SELECTED EXCERPT
Great Mountain Forest Hires New Executive Director
Tamara Muruetagoiena first came to Norfolk as a Yale forestry student
Text By Ruth Melville
Photo by Bruce Frisch
Great Mountain Forest’s new executive director, Tamara Muruetagoiena, has been a researcher, an international forestry consultant and a manager of research projects in the United States, the Basque Country and the Dominican Republic, but she is no stranger to the woods of Norfolk. During her time as a student at the Yale School of Forestry and Environmental Studies, she spent a week in GMF, where says she “fell in love with the place,” and subsequently worked as an instructor in the same program, living at the Yale camp for the summer.
Muruetagoiena didn’t start out to be a forester. After getting a bachelor’s degree in political science and a master’s in business administration, she became an adviser to the European Union (EU) parliament, working on environmental policy, agricultural policy and fisheries. She spent five years with the EU, hoping, she says, to “change the world through politics.”
Having hired many scientific experts in the course of her work, she realized that she’d actually like to have some of that expertise herself. “Policy is great, but I wanted to go deeper into the environmental science,” she says. She went back to school, first to do a one-year program in environmental biology at Columbia and then to get a master’s degree in forestry science at Yale, specializing in biodiversity in forest plantations.
After graduation, she stayed on at Yale, teaching classes and doing research. Every year Yale sends a class to a foreign country to do a “rapid assessment” of its forest. Muruetagoiena’s work with students in the Basque Country of Spain led to her coediting a book on the topic that is at the core of her environmental interests, and key to her current work at GMF—the multiple-use management of forests with multiple stakeholders.
In 2010 she got a call from Columbia University, asking her to become the manager of a multidisciplinary research center in a remote area of the Dominican Republic. This was her first experience in management, with oversight over research programs, staff and volunteers, and she realized that her call in the environmental world was to be a manager of people and resources.
Muruetagoiena has spent the last six and a half years working for the international food company Driscoll’s, the world’s largest seller of fresh berries, who hired her to lead their sustainability department. The job appealed to her because is offered a new challenge, a chance to encourage sustainability in the very different world of large-scale industrial agriculture. “There was a lot of demand at the time to demonstrate what Driscoll’s was doing in sustainability,” she says. “Questions about the use of water, plastic and pesticides were hot topics.”

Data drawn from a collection
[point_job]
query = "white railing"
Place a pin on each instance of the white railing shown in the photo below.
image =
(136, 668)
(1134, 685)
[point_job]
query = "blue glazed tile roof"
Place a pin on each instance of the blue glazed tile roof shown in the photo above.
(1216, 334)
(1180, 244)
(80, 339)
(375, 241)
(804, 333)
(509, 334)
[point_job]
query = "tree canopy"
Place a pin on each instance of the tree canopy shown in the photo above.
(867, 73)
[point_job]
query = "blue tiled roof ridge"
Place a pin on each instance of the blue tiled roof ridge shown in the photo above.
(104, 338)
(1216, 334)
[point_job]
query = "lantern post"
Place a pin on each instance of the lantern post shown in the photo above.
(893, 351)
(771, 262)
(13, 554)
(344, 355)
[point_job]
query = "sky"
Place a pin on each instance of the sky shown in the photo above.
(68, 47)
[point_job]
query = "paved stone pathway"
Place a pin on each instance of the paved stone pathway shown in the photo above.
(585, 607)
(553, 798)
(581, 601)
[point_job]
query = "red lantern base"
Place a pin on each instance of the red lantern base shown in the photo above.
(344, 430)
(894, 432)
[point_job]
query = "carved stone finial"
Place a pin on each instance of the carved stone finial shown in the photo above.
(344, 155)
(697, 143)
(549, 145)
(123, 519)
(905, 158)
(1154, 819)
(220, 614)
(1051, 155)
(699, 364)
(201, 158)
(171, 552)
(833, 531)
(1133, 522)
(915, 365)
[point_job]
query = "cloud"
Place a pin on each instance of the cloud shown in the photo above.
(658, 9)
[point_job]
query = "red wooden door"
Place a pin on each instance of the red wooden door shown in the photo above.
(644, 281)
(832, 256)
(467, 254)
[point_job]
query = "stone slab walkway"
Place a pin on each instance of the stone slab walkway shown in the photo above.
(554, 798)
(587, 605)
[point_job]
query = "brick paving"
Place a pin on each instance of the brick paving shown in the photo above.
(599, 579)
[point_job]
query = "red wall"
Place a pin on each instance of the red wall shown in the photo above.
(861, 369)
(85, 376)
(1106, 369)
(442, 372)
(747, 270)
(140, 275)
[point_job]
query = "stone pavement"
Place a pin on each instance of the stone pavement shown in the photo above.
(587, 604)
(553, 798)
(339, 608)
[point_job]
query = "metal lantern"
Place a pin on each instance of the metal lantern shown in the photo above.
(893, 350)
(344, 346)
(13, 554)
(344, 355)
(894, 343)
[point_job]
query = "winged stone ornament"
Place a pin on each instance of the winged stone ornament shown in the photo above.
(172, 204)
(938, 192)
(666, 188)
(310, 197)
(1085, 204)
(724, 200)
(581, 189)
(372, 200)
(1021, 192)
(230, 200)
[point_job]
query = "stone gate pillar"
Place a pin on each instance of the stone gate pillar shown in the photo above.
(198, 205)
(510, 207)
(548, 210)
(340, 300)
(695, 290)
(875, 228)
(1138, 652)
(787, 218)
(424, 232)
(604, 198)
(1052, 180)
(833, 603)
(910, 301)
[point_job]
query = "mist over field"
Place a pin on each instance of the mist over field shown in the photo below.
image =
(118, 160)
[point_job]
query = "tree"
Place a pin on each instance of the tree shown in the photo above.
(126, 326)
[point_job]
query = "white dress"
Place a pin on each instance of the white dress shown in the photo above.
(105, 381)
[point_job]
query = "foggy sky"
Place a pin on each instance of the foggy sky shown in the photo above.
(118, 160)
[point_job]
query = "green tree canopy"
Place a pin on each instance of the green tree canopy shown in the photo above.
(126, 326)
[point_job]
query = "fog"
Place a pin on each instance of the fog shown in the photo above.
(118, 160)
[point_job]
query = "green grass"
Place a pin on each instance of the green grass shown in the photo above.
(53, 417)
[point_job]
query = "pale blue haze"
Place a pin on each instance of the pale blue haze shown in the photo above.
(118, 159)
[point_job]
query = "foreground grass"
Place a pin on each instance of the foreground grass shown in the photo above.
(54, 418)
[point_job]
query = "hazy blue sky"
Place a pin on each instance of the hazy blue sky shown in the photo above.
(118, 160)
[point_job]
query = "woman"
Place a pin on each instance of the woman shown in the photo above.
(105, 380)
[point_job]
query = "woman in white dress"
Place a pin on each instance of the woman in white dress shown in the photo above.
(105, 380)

STUDY QUESTIONS
- 1) In the Great Mountain Forest article, what department did Driscoll's hire Muruetagoiena to lead?
- 2) Extend the article about Great Mountain Forest's new executive director past its last paragraph.
This data comes from a source separate from the article.

ANSWERS PER TASK
- 1) Driscoll's hired her to lead its sustainability department.

- 2)
Her time at Driscoll’s gave her a new perspective on the environmental field, but eventually it was time to move on. She knew she wanted to be an executive and to be in an organization where sustainability was the core mission, not just an add-on. She also wanted to work in a place that meant something to her, a place where efforts to tackle the problems of adapting to changes in the environment were front and center.
Returning to GMF seems to Muruetagoiena like coming full circle. She remembers her earlier time at GMF as the best job she’s ever had, and she appreciates that the forest is so tied to the town and its history. “It’s like an incredible jewel,” she says, “a little untapped, a little hidden.”
Although she’s only been on the job for a few weeks, her first impression is that the forest has done a good job of linking with the town. But she would like to expand that reach, to encompass the state, the country, the world. The burning of the Amazon is in the news right now, but she says that the “little Amazons” —like GMF—also crucially need protection.
Part of her role as executive director is to create a vision and a strategy for how GMF works with the town. What is the best way for GMF to accommodate both visitors’ recreational needs and the needs of a working forest? She wants to take a look at what other forests have done to successfully strike a balance between competing demands.
So far her time in Norfolk has been engaging and intense. She’s been meeting her staff and getting to know them. It is of foremost importance to her to have a good working relationship with staff members, and they in turn have been introducing her to the community.
John Coston, chair of the board of Great Mountain Forest, says the organization is excited about Muruetagoiena talking over executive director. “GMF is committed to expanding its role as a model of best forestry practices, managing the forest as a renewable resource, as a habitat for wildlife and as a classroom for training and education. GMF also is a public-access resource for those who love the woods, and as a skilled communicator, Tamara will proactively reach out to build new relationships in the community.”